TEXT PASSAGE:
* Begin *
How gradient of a function be perpendicular to the surface?

Question

Suppose we have $\phi (x,y,z) = c$ here c is a constant and $\phi (x,y,z)$ is a surface . Now we take differential of both sides and say $d\phi = \nabla \phi . dr$ =0. Now i say how can i prove this that $\nabla \phi $ is perpendicular to dr or the unit vectors of the surface ? As $\nabla \phi$ is also zero (if we take partial of the both sides of the very first equation. Then gradient of $\phi $ is zero as well. How can we conclude that $\nabla \phi$ is perpendicular to unit vector of $\phi$ ? If gradient can be zero as well the dot product then also can be zero . Where am i wrong?

Answer 1

This follows from the definition of derivative as a linear transformation, together with the dot product:

assuming that $\phi$ is differentiable at $(x,y,z),$ we have

$D\phi(xy,z):\mathbb R^3\to \mathbb R:(r_1,r_2,r_3)\to$

$\frac{\partial \phi}{\partial x}(x,y,z)r_1+\frac{\partial \phi}{\partial x}(x,y,z)r_2+\frac{\partial \phi}{\partial x}(x,y,z)r_3=$

$\nabla(x,y,z)\cdot (r_1,r_2,r_3)$, using the defintion of the dot product.

Now the right hand side of your equation is $c$, and so its derivtative is zero.

Therefore, $\nabla(x,y,z)\cdot (r_1,r_2,r_3)=0$, which means that $\nabla(x,y,z)\perp (r_1,r_2,r_3)$, using the fact that in general, $\vec u\perp \vec v=0\Leftrightarrow \vec u\cdot \vec v=0.$
* End *
RECORDS SHOWN:
* Begin *
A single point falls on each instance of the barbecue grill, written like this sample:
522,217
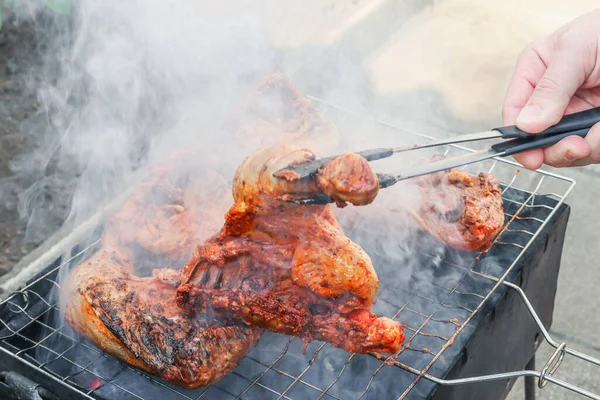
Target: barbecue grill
473,321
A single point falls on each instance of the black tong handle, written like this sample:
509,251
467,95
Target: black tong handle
569,123
538,141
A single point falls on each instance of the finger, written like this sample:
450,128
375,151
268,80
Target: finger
532,159
566,152
593,141
529,70
553,92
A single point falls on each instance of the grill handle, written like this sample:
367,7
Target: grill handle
24,388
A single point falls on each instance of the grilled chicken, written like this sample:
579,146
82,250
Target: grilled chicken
462,210
135,318
289,268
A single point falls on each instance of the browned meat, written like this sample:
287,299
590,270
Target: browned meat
462,210
136,319
349,178
287,267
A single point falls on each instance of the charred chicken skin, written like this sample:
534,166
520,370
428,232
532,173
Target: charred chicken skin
289,268
462,210
136,319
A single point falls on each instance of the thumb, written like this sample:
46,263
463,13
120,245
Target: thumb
563,77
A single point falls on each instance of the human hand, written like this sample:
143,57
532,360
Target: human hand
558,75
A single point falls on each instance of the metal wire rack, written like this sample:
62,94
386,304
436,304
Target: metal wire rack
438,310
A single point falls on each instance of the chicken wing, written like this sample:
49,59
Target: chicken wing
135,318
288,267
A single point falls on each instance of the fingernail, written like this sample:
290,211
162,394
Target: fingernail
571,157
531,113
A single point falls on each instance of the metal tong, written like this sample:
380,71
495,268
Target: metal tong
516,141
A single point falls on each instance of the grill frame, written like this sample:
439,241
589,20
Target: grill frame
498,282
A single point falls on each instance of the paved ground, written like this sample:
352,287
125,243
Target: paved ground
464,51
442,66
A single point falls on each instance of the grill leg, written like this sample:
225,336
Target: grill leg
530,380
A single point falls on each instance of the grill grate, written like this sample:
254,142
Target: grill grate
448,296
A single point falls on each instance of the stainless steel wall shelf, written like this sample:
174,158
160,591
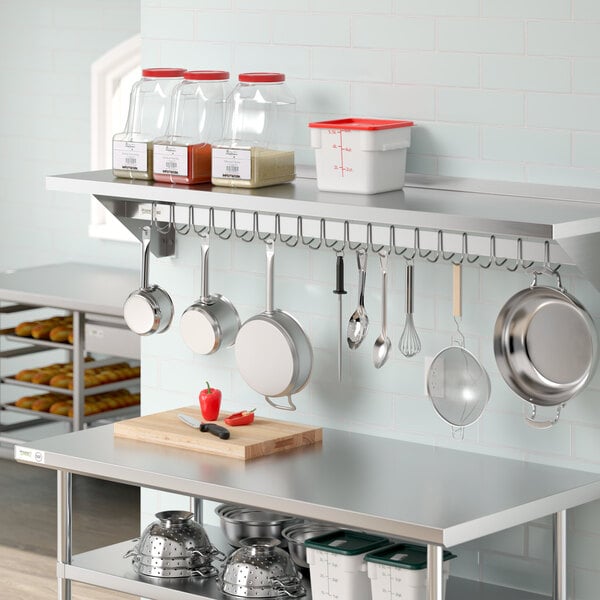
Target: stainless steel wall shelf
* End *
WORK TO DO:
a. In the thread on the gradient and the surface, reproduce the passage from "assuming that $\phi$" to "the dot product.".
b. Answer the following from the thread on the gradient and the surface.
(i) What does the question say c is?
(ii) What assumption about $\phi$ does Answer 1 make before writing out the derivative?
(iii) According to Answer 1, why is the derivative of the right-hand side zero?

TASK-BY-TASK RESULTS:
a.
assuming that $\phi$ is differentiable at $(x,y,z),$ we have

$D\phi(xy,z):\mathbb R^3\to \mathbb R:(r_1,r_2,r_3)\to$

$\frac{\partial \phi}{\partial x}(x,y,z)r_1+\frac{\partial \phi}{\partial x}(x,y,z)r_2+\frac{\partial \phi}{\partial x}(x,y,z)r_3=$

$\nabla(x,y,z)\cdot (r_1,r_2,r_3)$, using the defintion of the dot product.

b.
(i) A constant.
(ii) That $\phi$ is differentiable at $(x,y,z)$.
(iii) Because the right-hand side is $c$.